WHAT IS NEEDED: Go on with the biography of Cantopop musician Pong Nan from the point where it stops.

GIVEN TEXT:
◇ ◇ ◇ ◇ ◇ ◇ ◇

Nan Yik-Pong, better known by his stage name Pong Nan (藍奕邦, 蓝奕邦; born 15 May 1978), is a Cantopop musician, singer-songwriter and actor in Hong Kong of Hakka ancestry.

==Life and career==

===1978–2004: Early life and career beginnings===
In 1989, amid mass migrations due to unclear handover situation to China situation, at the age of 11, Nan and his family immigrated to Canada. Pong attended Centennial middle school followed by Georgetown District High School in Halton Hills. In 1993, Nan returned to Hong Kong and entered La Salle College to continue his studies until Form Six. Then he studied international politics and culture at Georgetown University in Washington, D.C., United States. He went to Waseda University in Japan for exchange in Year 3. After graduation in 2000, he returned to Hong Kong and worked as an office salesperson, while being a part-time musician for Harbour City and Fringe Club. During this time, he released some of his music online via MP3.com, and he composed Sound from Above 樓上來的聲音 for Jacky Cheung and Mad about You for Joey Yung. He was also the lyricist for Yung's Hill of Memories 舊日回憶的山丘.

===2008–09: Restart of career – East Asia Music and Nan/Blue 藍, Yik 奕 and Pong 邦===
Nan made his comeback a year after and joined East Asia Music in 2008. He released 3 consecutive EP albums namely Nan/Blue 藍, Yik 奕 and Pong 邦 depicting his early childhood and adulthood before beginning his singer-songwriter career.

===2012–13: Grace and Beauty 優與美===
2012 and 2013 were considered relatively successful period for Nan, as his digital single Cheers 為執著乾杯, released in 2012 summer, received his first ever number-one in the music charts (903 and TVB). The song encouraged positive thinking and more importantly highlighted his challenges against all the criticisms through his musical career. The song was even used as one theme song in the September protests against Moral and national education after release. Besides, retro electro You Are So London, I Am So New York 你倫敦，我紐約 and piano based Let's go to Alaska 一起去阿拉斯加 also went top of the charts.

In recognition of his outstanding results, Nan received the Cash Best Singer-songwriter Award at 36th Top Ten Chinese Gold Songs Award Presentation Ceremony.

◇ ◇ ◇ ◇ ◇ ◇ ◇

GIVEN INFORMATION:
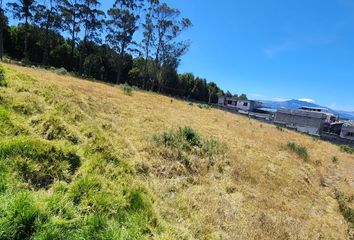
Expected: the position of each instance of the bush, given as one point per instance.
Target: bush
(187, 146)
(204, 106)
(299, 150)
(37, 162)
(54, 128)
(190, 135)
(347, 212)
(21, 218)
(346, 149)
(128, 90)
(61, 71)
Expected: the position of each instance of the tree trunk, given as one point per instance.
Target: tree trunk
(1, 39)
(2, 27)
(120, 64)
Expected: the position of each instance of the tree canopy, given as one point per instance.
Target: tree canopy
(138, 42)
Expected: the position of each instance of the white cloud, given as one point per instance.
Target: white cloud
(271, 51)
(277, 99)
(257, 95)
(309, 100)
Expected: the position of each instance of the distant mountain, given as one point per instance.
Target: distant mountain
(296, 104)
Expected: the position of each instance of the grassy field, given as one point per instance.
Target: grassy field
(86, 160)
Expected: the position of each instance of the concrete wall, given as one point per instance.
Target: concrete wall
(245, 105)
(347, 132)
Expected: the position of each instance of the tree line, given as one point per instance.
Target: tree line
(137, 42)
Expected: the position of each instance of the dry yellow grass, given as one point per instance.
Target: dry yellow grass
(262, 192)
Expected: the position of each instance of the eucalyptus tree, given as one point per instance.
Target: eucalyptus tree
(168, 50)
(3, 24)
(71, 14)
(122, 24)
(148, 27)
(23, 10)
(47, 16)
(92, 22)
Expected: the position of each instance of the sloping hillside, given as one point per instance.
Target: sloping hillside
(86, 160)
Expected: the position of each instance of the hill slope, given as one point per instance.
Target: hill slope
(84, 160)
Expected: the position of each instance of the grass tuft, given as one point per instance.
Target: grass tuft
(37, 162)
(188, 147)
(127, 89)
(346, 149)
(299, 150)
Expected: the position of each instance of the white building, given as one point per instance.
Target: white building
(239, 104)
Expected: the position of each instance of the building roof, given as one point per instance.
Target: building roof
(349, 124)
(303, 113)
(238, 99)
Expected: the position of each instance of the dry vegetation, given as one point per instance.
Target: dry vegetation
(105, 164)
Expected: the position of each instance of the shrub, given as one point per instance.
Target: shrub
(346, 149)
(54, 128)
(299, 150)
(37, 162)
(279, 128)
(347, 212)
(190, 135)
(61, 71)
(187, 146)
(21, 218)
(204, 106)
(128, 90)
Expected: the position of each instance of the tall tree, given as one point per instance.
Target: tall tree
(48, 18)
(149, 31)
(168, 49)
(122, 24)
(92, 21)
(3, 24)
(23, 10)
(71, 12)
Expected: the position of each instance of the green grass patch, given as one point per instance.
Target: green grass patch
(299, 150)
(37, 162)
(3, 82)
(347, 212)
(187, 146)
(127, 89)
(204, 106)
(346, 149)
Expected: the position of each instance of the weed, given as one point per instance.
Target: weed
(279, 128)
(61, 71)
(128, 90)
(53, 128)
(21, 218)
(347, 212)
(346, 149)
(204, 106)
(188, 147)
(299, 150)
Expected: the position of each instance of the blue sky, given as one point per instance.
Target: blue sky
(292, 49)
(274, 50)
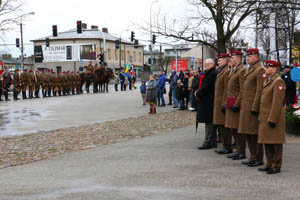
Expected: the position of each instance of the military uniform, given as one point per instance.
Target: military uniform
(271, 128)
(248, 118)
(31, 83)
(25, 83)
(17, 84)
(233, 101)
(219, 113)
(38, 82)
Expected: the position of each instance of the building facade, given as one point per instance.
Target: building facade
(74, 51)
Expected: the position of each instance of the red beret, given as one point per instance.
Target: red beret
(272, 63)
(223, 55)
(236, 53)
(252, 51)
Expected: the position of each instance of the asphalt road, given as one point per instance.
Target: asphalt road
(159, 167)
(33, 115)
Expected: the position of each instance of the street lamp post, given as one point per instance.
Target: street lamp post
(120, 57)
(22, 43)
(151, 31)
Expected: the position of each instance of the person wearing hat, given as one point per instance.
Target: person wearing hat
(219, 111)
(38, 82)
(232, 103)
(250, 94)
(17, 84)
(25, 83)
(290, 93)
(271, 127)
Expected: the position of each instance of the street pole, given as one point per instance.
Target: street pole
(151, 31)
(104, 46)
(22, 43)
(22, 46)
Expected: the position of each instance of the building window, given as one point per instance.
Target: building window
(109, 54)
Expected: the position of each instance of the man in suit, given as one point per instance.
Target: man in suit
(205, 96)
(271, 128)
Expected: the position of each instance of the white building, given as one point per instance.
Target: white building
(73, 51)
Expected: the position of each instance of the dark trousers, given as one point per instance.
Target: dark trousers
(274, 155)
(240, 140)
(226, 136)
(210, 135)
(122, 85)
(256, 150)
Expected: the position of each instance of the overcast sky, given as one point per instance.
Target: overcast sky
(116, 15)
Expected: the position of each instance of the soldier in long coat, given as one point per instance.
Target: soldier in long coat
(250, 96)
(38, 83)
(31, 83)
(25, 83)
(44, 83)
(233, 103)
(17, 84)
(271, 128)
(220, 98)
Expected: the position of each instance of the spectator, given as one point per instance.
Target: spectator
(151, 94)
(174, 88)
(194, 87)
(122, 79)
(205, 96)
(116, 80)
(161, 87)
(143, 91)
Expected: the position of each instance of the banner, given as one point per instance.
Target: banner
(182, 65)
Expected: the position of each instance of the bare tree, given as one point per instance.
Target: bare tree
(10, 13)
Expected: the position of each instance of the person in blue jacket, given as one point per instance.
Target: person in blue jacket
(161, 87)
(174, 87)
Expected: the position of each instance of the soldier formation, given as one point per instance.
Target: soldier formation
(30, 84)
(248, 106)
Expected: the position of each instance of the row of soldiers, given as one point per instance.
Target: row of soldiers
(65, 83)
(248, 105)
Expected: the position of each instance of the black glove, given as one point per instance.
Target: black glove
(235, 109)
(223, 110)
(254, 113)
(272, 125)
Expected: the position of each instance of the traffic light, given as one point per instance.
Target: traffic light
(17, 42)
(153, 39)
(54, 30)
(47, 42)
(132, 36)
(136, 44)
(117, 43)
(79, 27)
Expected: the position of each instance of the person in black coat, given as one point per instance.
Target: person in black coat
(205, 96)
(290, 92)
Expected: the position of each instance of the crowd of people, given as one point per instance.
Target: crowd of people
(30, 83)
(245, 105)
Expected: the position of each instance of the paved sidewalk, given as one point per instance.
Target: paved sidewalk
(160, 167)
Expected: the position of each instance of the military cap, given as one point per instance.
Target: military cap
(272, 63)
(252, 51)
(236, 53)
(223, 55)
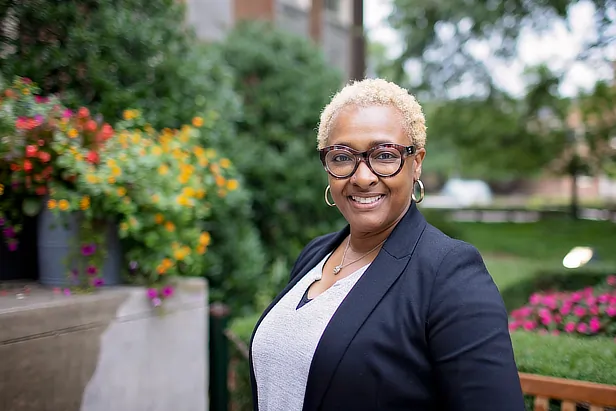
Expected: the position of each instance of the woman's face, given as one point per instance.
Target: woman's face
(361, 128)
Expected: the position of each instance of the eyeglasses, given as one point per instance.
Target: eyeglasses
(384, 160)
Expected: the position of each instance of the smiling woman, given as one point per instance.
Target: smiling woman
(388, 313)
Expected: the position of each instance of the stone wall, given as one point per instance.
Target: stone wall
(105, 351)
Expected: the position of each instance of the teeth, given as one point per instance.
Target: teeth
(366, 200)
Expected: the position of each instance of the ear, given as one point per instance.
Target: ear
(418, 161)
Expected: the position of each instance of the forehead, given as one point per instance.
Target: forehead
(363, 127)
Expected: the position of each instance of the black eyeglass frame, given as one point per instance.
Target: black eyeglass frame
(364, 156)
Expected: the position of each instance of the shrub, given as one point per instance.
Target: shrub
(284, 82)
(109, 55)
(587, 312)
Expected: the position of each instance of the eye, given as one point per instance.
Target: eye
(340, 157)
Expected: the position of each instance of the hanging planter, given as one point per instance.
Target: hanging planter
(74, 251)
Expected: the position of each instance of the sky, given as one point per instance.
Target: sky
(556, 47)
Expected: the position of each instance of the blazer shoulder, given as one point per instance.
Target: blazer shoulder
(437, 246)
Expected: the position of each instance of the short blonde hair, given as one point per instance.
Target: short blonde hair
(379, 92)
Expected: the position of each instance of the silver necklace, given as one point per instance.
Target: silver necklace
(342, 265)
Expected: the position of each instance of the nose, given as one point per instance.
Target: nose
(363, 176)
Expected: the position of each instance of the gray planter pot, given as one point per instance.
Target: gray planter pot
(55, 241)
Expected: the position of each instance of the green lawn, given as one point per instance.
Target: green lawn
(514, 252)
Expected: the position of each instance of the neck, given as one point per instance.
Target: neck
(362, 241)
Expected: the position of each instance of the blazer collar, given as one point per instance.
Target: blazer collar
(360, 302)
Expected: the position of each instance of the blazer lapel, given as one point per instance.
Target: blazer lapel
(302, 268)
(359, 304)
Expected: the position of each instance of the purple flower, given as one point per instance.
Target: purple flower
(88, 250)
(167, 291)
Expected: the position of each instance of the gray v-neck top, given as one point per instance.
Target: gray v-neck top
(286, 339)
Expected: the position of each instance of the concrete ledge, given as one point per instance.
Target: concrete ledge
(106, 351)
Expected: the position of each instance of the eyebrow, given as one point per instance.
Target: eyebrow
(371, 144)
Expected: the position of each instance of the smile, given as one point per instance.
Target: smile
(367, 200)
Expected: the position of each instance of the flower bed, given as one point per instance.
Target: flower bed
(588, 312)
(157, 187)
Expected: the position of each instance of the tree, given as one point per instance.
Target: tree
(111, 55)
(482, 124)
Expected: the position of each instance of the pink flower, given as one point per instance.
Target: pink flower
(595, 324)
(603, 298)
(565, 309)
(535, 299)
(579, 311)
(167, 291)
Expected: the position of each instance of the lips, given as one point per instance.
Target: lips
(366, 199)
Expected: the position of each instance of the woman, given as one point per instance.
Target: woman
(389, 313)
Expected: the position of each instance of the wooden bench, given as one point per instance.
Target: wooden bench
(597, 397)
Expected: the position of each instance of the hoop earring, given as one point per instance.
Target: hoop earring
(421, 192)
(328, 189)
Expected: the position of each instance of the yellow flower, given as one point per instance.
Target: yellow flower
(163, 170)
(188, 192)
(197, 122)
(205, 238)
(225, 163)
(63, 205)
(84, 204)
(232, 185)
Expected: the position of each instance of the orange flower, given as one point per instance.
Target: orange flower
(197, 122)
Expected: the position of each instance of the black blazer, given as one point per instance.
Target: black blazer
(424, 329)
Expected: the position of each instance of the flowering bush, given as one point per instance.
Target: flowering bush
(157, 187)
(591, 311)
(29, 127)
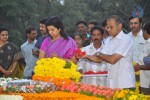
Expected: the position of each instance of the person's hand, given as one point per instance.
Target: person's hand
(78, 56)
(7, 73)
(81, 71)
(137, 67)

◇ ◇ ◇ ◇ ◇ ◇ ◇

TASK OUTPUT:
===2014–present: Marking 10 years of singer career – Cinepoly and Caress 撫愛===
In May 2014, Nan took part in 903 id club concert with Miriam Yeung, Alfred Hui and Adason Lo. Afterwards, he joined Cinepoly to mark his 10th anniversary of career in June. Nan participated his company debut concert Universal Music Summer Hits Concert with fellow singers Eric Suen, Kary Ng, Kelvin Kwan in late June. At the same time, Nan released his debut song Love me then Kiss me 愛我就吻我. It became a hit and reached top three in RTHK, 903 and Metro charts. Subsequently, Nan held his personal debut concert Soliton Presents Pong Nan CARESS Live in August 2014 which he performed songs of his upcoming first Cinepoly album Caress 撫愛. Kary Ng appeared as a guest singer.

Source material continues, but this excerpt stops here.